Exercise details: Please return the lines starting at the one containing "Indicate every instance of the green" and ending at the one containing "Target: green field", word for word, with both of those lines included.

Input records:
* Begin *
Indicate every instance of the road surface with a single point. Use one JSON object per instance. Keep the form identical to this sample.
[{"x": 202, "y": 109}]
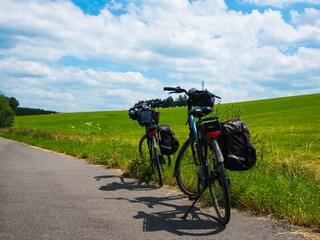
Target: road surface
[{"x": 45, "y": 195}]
* End *
* Begin *
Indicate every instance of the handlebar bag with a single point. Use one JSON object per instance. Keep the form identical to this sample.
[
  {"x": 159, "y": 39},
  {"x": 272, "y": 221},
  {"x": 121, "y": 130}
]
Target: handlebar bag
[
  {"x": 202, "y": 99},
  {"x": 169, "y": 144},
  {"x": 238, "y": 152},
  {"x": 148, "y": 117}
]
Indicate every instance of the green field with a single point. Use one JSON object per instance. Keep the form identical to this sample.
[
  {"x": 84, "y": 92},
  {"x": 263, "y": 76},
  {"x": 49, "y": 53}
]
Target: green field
* End *
Response to this exercise:
Indicate every instance of the green field with a single point. Use one JSON object per instance. Keep the form identical to this sample.
[
  {"x": 84, "y": 92},
  {"x": 263, "y": 76},
  {"x": 49, "y": 53}
]
Target: green field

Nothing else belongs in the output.